TASK TO COMPLETE | Go through the records and write each one out again exactly.

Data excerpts
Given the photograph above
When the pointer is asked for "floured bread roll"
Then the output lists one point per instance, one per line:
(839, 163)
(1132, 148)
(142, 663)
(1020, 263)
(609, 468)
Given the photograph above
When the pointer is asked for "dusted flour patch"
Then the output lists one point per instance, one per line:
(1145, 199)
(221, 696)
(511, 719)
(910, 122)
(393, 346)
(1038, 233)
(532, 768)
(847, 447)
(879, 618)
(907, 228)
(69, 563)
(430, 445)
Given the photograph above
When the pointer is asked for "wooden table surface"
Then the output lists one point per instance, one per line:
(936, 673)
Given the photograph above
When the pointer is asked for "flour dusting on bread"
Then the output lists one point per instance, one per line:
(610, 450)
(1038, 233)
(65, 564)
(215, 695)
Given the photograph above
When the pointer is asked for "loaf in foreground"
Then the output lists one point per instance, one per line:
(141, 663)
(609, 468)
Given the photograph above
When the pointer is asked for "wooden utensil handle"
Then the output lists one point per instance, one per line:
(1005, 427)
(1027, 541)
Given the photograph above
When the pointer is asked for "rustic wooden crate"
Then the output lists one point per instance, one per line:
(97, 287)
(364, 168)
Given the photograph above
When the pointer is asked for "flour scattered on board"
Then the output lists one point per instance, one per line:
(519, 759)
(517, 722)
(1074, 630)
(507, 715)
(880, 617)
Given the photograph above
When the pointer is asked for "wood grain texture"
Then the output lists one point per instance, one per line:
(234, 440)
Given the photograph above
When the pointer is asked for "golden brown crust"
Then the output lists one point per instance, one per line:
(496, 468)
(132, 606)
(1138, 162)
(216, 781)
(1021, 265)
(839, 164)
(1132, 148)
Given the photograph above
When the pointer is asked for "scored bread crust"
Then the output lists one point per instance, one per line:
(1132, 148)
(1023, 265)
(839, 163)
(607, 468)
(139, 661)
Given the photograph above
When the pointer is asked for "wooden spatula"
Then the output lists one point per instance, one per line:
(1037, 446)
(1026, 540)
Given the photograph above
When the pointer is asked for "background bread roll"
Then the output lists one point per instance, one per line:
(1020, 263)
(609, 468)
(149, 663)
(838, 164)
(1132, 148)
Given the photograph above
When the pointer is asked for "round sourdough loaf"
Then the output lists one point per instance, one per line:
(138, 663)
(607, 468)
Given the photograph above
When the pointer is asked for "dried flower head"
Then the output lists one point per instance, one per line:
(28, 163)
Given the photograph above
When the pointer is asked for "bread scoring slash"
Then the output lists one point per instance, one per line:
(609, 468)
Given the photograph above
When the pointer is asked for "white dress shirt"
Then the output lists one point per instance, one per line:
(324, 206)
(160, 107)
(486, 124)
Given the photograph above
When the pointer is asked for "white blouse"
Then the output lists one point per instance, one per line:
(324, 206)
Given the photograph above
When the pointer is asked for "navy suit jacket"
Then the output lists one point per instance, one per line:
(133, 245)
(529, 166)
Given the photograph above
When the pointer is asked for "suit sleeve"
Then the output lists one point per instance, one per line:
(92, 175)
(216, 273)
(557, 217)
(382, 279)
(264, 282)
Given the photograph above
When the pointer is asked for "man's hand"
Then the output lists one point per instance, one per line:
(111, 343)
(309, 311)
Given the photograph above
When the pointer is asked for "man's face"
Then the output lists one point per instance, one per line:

PROBLEM SOLUTION |
Given the photograph above
When the pointer is asked for "floured bread roll"
Then the output lists one point per instance, one per line:
(839, 163)
(1132, 148)
(142, 663)
(1020, 263)
(609, 468)
Given the photograph above
When the pointer is asked for "dusted flour patch"
Then the output lists one point per instance, one per line:
(1145, 199)
(221, 696)
(511, 719)
(910, 122)
(393, 346)
(1038, 233)
(532, 768)
(847, 447)
(879, 618)
(907, 228)
(69, 563)
(430, 445)
Given the photograph above
When the pointer is asked for "wooden table surface"
Then the output lists one point per instance, one per line:
(936, 673)
Given the photograph above
When the pointer is asked for "flour dusting on bread"
Then the output lists one point per instance, one per line:
(610, 450)
(1038, 233)
(65, 564)
(215, 695)
Given the photograph above
When the pointer is asked for "loaf in foreground"
Then the output lists one point per instance, one per line:
(141, 663)
(609, 468)
Given the photograph above
When the pointer is asked for "wooden utensil handle"
Then the output lists one point per instance, one per line:
(1005, 427)
(1027, 541)
Given the photograph above
When the pointer is asked for "rustic wooden crate"
Then the output lists one point per instance, one per line:
(97, 287)
(364, 168)
Given the photograph above
When the pointer is asked for "flour scattered on board"
Then the output lists one point per instance, one per line:
(519, 759)
(517, 722)
(1074, 630)
(507, 715)
(880, 617)
Given the photograph above
When the pointer is asked for "wood grain texture"
Then the output lists one point per instance, one per line:
(234, 440)
Given the photograph above
When the pointer is asked for "golden brown crust"
Then the output lists one point per instance, one per line:
(496, 468)
(132, 606)
(1138, 162)
(216, 781)
(1021, 265)
(839, 164)
(1132, 148)
Given the photograph above
When the pointer is asked for "scored bread crust"
Then the output lists one point per instance, one per line:
(1132, 148)
(1023, 265)
(839, 163)
(607, 468)
(139, 661)
Given the photograph above
When the pointer is asked for "wooden spatula"
Then the output lists one point per instance, one per line:
(1037, 446)
(1026, 540)
Given the photograph above
When the pointer is asked for "background bread roll"
Then the output lists one point per instance, one per line:
(1020, 263)
(609, 468)
(149, 663)
(838, 164)
(1132, 148)
Given the photograph above
When the pointer is asked for "round sourdough loaf"
Then the output lists one point per instance, one per line:
(138, 663)
(607, 468)
Given the photograph above
When the pointer is asked for "dried flower head"
Then the output lists one point per instance, one per line:
(28, 163)
Given the photograph above
When the pointer is asked for "bread scoring slash"
Then the output lists one point per instance, one per line:
(609, 468)
Given the photograph above
When the pointer is asked for "white dress shirt"
Then the output lists one point per instance, one per line:
(324, 206)
(160, 107)
(486, 124)
Given the photograph above
When the pointer is asked for "white blouse"
Then the output lists one point per instance, one per line:
(324, 206)
Given the photograph above
When the pointer is asked for "navy suit jacket"
Then the output lists one point per instance, one per line:
(133, 245)
(529, 166)
Given the photograph above
When the pointer is asked for "suit sleeve"
Then the output lists one point per instance, one per line:
(92, 175)
(216, 273)
(557, 217)
(382, 279)
(264, 282)
Given the photograph above
When the pointer is asked for "man's hand"
Then the output lists one point per instance, one per line:
(111, 343)
(309, 311)
Given the photograph above
When the pointer is asked for "man's face"
Then the output lists one point per instance, one per line:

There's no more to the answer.